** Opening DATA SUPPLIED block **

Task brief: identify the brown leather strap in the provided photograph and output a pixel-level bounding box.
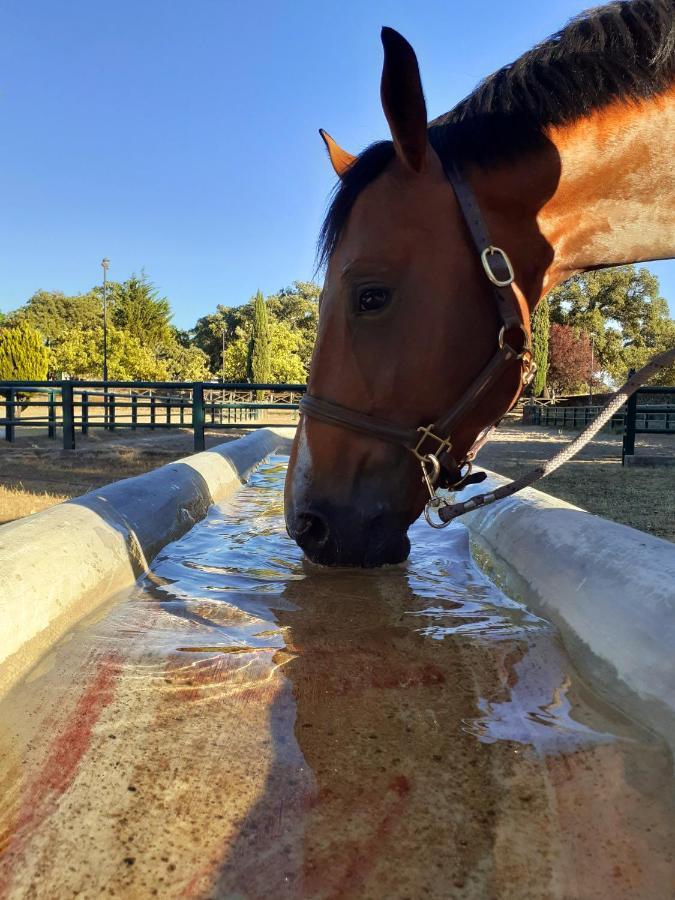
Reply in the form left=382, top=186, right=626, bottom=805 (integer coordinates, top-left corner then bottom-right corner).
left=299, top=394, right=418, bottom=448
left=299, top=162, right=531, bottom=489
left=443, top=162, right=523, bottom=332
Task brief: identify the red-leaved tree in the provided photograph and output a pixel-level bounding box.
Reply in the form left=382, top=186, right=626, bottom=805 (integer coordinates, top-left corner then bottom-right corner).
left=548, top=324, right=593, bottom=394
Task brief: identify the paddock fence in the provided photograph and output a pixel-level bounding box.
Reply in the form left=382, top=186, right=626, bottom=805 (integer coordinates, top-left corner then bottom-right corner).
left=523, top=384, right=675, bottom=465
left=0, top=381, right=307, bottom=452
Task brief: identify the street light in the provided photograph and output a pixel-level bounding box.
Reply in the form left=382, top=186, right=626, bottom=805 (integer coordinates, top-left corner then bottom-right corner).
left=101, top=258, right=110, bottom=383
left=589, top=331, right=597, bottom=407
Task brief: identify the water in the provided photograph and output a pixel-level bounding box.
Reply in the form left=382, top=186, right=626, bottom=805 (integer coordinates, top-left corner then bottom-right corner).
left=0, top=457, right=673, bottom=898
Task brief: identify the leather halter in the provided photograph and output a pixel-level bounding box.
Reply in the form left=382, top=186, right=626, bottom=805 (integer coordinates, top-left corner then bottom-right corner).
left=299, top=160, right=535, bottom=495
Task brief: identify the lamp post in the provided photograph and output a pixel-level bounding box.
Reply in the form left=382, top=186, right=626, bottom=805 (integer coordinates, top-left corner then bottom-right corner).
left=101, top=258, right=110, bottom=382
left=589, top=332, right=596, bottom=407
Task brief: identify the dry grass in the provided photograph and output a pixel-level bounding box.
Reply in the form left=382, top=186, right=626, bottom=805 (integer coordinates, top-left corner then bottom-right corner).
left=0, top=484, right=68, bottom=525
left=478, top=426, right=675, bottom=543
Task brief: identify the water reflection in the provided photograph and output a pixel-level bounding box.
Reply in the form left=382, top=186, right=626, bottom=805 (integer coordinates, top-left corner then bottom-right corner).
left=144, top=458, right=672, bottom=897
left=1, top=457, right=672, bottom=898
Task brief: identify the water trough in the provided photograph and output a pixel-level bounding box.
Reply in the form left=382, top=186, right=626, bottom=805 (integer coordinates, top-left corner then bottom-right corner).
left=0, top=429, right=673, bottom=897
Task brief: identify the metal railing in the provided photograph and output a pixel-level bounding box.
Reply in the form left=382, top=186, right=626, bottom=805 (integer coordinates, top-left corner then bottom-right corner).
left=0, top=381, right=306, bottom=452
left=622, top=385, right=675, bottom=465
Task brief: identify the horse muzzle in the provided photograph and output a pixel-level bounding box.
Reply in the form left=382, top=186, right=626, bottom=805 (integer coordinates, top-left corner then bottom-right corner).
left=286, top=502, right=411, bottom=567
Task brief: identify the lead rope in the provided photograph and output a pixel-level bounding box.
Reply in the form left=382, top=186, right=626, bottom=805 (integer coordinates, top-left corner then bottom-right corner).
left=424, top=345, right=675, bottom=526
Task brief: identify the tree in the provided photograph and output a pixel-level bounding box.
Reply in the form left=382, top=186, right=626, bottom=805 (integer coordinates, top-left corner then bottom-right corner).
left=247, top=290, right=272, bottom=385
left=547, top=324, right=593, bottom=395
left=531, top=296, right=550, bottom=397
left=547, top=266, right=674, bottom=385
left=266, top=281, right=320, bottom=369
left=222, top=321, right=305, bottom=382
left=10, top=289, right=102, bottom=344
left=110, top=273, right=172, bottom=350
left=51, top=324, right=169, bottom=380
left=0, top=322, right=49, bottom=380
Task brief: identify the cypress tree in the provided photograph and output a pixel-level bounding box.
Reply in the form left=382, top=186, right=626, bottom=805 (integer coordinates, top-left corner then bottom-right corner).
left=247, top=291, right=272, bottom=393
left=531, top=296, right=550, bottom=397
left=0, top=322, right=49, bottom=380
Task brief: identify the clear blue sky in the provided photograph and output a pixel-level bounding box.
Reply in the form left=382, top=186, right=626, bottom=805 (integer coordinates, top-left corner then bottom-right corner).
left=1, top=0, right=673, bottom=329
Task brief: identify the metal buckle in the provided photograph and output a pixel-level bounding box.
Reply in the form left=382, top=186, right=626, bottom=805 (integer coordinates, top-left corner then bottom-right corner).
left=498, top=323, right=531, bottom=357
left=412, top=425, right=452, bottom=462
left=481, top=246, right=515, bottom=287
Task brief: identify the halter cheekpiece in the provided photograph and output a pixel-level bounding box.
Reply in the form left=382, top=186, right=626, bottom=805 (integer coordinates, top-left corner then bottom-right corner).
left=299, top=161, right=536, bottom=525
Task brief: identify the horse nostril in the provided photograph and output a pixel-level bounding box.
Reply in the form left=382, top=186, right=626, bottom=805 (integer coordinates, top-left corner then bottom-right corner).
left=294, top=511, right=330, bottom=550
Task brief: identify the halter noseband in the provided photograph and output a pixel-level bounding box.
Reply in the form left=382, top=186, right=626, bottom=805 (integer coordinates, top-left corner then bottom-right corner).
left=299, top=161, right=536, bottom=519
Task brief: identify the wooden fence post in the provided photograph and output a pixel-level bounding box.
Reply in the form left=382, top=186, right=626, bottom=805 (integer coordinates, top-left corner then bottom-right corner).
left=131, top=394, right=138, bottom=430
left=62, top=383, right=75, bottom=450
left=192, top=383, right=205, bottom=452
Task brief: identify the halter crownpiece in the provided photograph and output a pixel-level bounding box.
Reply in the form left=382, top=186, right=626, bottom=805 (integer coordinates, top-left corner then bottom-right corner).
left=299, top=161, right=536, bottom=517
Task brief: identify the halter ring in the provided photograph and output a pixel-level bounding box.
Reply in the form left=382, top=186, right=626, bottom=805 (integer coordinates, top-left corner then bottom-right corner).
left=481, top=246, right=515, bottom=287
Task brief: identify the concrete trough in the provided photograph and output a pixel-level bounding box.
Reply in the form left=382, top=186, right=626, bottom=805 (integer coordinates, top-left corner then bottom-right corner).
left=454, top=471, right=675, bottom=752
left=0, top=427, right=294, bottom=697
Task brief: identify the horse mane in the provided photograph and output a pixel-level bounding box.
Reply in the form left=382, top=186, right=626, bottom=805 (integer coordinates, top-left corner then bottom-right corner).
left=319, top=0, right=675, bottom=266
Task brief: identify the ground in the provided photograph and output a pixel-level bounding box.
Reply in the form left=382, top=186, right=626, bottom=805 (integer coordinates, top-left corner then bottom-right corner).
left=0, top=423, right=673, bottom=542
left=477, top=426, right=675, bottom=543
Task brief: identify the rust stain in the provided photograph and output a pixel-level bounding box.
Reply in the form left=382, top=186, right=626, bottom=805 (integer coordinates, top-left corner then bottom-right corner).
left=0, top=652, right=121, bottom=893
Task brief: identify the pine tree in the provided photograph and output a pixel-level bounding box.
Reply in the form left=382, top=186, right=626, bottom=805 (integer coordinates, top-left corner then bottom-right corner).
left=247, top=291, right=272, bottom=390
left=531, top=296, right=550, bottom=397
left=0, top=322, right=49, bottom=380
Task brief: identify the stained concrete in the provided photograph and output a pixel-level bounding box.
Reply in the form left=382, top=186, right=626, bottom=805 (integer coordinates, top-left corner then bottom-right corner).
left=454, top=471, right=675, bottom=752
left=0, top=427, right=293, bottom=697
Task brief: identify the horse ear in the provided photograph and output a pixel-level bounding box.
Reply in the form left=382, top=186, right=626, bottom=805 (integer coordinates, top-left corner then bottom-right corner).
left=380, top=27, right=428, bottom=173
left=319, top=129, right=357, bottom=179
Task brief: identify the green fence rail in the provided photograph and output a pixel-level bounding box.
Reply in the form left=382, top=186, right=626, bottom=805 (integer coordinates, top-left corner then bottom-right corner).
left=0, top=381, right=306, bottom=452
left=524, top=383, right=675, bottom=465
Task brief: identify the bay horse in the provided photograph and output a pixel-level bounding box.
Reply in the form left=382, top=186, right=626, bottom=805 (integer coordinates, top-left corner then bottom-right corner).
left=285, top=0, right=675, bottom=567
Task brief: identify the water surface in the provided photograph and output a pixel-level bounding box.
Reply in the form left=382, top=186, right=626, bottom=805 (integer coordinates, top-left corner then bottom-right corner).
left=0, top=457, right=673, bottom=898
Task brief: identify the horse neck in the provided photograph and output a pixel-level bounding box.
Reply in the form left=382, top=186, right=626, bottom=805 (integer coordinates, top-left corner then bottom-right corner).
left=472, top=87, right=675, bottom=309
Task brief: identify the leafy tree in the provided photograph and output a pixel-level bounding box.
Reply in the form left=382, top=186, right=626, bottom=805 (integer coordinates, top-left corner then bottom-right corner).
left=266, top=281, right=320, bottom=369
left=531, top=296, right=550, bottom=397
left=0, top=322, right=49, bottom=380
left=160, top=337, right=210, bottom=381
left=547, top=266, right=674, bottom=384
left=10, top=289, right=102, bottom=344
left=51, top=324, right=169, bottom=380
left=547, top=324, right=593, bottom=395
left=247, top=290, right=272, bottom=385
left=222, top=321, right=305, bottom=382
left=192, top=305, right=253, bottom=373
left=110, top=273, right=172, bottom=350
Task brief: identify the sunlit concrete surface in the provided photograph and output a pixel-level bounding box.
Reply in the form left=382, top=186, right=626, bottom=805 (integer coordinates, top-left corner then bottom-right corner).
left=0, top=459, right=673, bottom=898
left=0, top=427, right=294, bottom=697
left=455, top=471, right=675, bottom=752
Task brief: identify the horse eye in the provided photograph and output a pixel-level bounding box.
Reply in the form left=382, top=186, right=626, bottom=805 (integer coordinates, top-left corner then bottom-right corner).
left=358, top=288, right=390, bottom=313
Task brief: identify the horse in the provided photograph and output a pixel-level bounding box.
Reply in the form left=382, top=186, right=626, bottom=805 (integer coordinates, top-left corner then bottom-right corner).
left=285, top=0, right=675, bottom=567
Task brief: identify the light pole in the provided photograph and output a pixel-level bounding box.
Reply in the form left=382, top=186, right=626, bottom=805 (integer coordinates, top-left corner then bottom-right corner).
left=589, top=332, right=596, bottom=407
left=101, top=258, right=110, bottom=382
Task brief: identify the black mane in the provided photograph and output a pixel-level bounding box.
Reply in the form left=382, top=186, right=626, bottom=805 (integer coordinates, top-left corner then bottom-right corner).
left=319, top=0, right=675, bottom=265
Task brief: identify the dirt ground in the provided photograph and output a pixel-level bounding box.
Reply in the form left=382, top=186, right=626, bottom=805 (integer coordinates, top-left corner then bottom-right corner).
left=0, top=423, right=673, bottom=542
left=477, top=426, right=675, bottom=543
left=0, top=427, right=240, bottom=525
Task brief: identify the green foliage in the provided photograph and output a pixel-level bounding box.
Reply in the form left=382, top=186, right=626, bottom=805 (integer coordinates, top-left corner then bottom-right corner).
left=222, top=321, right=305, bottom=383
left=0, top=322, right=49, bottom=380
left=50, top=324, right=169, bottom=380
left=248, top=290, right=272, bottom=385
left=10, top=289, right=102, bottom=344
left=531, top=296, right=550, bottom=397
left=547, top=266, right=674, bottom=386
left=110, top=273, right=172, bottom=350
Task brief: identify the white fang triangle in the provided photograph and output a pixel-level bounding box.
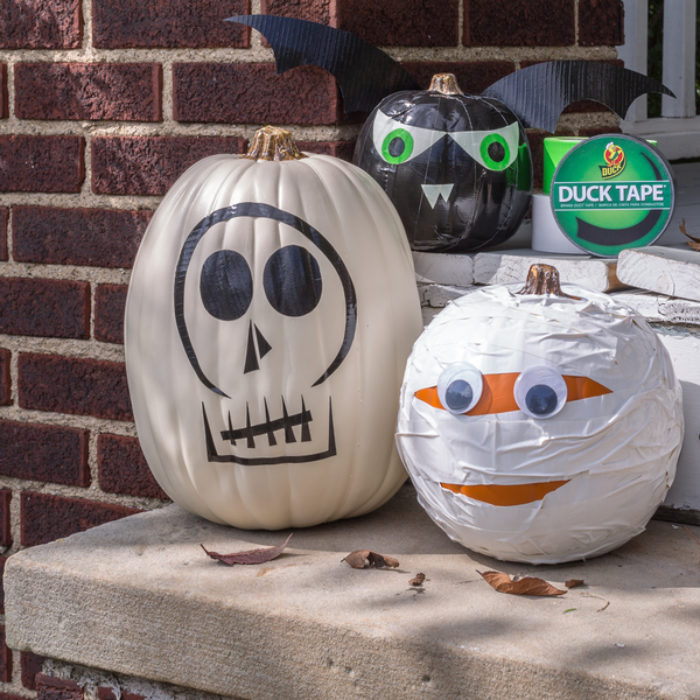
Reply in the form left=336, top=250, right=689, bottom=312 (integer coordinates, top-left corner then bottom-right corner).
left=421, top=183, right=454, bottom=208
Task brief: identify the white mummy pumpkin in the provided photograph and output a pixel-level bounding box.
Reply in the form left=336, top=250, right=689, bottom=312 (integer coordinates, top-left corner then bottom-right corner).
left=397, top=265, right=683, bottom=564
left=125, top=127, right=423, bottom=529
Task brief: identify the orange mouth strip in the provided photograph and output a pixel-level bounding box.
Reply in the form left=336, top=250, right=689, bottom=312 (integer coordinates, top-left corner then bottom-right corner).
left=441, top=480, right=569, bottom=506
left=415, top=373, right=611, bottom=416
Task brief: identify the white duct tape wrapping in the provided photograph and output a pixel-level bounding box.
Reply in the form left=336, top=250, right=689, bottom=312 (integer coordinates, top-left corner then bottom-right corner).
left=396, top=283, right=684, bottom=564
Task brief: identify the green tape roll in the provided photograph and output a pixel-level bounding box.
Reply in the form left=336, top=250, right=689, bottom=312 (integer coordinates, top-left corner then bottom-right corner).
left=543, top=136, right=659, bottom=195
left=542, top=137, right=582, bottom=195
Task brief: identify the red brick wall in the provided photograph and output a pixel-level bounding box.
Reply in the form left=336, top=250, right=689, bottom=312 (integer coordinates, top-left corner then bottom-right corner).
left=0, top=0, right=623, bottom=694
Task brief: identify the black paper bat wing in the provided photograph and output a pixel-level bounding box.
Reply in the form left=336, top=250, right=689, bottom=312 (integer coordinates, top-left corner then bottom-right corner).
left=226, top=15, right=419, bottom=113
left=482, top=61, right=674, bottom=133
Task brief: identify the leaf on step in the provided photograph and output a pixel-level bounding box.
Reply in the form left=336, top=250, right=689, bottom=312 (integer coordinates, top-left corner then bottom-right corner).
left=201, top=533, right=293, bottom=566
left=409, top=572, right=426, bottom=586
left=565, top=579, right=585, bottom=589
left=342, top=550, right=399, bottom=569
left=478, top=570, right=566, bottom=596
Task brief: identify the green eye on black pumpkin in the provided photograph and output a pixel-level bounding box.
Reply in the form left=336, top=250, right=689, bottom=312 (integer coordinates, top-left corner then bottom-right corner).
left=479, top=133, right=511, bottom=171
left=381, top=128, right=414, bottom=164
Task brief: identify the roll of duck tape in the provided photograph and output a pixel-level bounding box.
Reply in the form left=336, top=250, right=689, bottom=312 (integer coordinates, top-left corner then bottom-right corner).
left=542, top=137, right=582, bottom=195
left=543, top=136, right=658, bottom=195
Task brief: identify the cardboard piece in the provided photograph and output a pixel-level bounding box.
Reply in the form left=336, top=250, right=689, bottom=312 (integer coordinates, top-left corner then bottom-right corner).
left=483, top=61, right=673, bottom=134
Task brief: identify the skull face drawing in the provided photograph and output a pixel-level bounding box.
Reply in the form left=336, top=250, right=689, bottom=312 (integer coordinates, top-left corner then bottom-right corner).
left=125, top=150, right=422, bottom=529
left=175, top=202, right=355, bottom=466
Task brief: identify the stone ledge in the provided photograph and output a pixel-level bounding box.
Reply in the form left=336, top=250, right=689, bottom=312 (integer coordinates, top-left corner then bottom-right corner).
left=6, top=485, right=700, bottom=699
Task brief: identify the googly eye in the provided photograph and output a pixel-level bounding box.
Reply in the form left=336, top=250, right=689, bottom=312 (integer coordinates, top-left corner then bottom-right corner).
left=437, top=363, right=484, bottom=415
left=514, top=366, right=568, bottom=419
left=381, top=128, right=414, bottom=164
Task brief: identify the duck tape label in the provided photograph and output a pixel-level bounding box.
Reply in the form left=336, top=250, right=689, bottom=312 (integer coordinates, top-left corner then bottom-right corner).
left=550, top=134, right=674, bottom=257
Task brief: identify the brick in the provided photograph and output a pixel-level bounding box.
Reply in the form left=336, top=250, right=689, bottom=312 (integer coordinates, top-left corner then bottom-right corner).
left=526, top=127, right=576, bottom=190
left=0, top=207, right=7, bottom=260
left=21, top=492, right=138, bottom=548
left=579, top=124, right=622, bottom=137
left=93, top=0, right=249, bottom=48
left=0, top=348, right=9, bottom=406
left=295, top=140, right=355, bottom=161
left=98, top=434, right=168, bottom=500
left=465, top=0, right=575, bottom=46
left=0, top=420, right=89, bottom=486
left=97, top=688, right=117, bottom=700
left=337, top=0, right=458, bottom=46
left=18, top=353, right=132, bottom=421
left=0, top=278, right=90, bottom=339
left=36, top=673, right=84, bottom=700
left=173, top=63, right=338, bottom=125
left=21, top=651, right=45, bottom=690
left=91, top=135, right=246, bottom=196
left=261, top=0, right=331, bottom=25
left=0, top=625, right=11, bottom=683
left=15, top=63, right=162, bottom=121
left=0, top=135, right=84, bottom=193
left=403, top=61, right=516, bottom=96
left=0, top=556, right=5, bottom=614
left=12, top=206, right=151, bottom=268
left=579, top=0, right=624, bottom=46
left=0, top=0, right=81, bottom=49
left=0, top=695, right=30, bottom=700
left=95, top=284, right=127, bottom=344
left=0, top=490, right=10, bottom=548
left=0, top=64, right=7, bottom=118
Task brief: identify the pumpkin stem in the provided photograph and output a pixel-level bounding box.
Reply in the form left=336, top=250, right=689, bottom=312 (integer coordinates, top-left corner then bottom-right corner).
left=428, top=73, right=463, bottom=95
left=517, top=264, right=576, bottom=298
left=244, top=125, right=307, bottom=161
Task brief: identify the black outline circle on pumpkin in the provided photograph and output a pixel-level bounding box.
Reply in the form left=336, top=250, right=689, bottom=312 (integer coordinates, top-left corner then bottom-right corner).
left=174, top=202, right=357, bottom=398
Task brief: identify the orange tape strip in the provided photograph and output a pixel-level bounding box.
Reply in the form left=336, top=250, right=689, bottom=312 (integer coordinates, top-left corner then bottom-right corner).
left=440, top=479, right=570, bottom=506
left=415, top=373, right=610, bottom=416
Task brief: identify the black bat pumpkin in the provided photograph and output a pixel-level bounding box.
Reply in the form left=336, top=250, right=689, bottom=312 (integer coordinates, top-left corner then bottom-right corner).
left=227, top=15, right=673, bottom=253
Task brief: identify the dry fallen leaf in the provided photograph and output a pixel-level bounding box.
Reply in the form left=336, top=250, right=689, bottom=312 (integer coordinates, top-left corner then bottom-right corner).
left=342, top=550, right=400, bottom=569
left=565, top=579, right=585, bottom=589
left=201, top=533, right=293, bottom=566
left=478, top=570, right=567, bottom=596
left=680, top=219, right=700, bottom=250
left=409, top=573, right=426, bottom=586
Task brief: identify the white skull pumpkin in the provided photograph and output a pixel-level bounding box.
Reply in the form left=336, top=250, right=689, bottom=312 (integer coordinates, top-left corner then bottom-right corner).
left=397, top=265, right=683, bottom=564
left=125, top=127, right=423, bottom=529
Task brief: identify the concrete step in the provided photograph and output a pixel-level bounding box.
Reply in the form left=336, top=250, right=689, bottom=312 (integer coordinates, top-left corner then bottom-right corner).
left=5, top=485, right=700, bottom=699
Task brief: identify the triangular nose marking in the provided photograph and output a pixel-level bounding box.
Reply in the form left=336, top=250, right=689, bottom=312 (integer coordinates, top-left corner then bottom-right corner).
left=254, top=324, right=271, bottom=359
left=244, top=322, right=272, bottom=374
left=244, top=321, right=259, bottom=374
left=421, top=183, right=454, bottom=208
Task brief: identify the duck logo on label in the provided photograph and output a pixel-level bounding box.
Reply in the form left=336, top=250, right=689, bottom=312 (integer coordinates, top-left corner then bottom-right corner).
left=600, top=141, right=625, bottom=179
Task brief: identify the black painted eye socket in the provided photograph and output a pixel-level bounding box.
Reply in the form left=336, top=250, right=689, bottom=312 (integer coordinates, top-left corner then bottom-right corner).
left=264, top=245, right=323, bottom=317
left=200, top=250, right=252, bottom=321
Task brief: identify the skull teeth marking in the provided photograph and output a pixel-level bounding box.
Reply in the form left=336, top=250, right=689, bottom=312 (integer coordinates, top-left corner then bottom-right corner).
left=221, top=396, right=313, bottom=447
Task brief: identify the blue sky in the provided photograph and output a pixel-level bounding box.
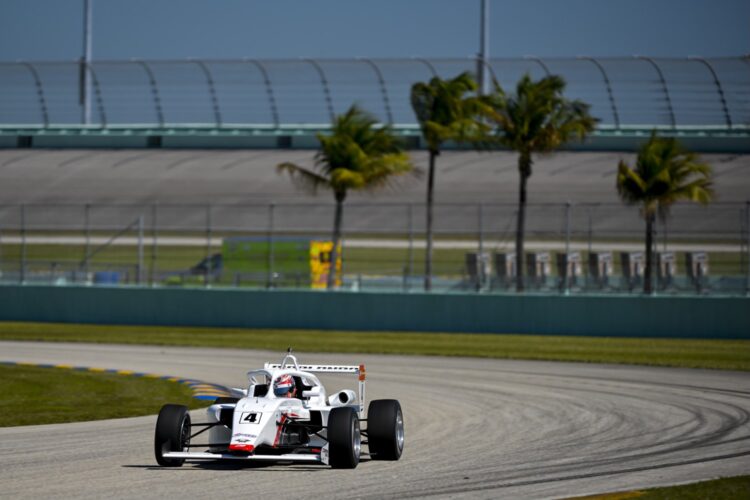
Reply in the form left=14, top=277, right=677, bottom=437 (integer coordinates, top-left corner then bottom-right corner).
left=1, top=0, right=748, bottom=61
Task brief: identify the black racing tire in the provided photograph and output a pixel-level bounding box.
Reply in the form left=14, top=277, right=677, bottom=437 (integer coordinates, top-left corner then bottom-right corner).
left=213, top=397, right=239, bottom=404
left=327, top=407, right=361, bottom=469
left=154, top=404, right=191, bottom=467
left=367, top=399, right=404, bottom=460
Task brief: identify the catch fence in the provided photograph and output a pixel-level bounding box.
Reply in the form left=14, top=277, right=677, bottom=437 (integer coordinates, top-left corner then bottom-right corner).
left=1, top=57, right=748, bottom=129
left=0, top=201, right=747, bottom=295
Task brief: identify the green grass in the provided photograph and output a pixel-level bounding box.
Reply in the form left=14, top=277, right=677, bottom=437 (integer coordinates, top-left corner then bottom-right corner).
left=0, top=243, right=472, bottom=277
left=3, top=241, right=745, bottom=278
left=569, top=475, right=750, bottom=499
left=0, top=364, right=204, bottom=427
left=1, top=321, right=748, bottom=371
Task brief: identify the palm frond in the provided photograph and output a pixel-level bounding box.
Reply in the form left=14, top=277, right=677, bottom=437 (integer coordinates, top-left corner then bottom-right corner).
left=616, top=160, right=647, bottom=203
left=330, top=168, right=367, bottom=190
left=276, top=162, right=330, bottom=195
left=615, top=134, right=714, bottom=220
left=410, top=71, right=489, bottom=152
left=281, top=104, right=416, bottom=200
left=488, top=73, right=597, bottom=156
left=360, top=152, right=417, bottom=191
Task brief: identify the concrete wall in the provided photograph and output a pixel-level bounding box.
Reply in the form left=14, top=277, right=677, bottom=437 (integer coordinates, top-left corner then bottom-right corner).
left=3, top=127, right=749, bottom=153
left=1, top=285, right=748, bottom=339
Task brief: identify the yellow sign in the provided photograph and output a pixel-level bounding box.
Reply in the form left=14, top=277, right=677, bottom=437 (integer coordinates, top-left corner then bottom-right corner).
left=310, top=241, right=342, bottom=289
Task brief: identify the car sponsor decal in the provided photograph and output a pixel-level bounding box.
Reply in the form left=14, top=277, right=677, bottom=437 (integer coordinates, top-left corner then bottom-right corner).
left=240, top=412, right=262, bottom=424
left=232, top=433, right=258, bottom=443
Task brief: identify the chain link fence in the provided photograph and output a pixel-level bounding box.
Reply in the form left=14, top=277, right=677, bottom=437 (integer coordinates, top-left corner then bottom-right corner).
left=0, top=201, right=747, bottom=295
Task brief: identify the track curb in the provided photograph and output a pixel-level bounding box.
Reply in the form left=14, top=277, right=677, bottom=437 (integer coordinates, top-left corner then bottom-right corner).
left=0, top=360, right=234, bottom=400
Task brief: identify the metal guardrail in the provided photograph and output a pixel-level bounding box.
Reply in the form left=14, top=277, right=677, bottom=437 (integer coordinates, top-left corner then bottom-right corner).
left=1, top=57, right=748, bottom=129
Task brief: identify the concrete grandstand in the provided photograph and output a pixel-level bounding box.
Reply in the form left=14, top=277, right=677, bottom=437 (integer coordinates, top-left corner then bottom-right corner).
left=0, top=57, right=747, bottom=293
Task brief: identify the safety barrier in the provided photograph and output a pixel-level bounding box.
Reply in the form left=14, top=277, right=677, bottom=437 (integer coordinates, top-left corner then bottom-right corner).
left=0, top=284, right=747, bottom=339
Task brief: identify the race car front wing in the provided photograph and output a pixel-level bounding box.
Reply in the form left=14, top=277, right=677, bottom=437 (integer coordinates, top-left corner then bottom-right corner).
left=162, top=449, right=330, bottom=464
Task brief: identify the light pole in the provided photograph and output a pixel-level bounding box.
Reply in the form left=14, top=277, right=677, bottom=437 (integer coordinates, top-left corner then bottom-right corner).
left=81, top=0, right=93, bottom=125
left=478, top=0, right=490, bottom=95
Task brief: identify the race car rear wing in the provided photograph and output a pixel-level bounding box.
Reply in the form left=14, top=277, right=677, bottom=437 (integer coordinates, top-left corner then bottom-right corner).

** Closing DATA SUPPLIED block **

WORK ORDER: Produce a word-for-word copy of everything above from the line holding "Task brief: identify the concrete wall" down to the line holding "Task brief: identify the chain", with both of those lines kept.

ANSWER TO THIS EXERCISE:
Task brief: identify the concrete wall in the provided photograph and output a pixel-level bounding box.
Reply in the form left=14, top=277, right=677, bottom=437 (integer coordinates, top-left corner then bottom-right corner).
left=3, top=127, right=749, bottom=153
left=1, top=285, right=748, bottom=339
Task brief: identify the yellow sign in the provided photograph and output a pixel-level bounding box.
Reply in the form left=14, top=277, right=677, bottom=437 (integer coordinates, top-left corner then bottom-right corner).
left=310, top=241, right=342, bottom=289
Task brief: identify the car sponsor decal in the provided photograph and output a pixel-level bounding box.
Reply in the form left=14, top=277, right=677, bottom=437 (integer coordinates, top-left corner then bottom-right corner).
left=240, top=412, right=262, bottom=424
left=232, top=433, right=258, bottom=443
Task brief: identify the chain link fence in the provided photograph and output a pixel-level bounding box.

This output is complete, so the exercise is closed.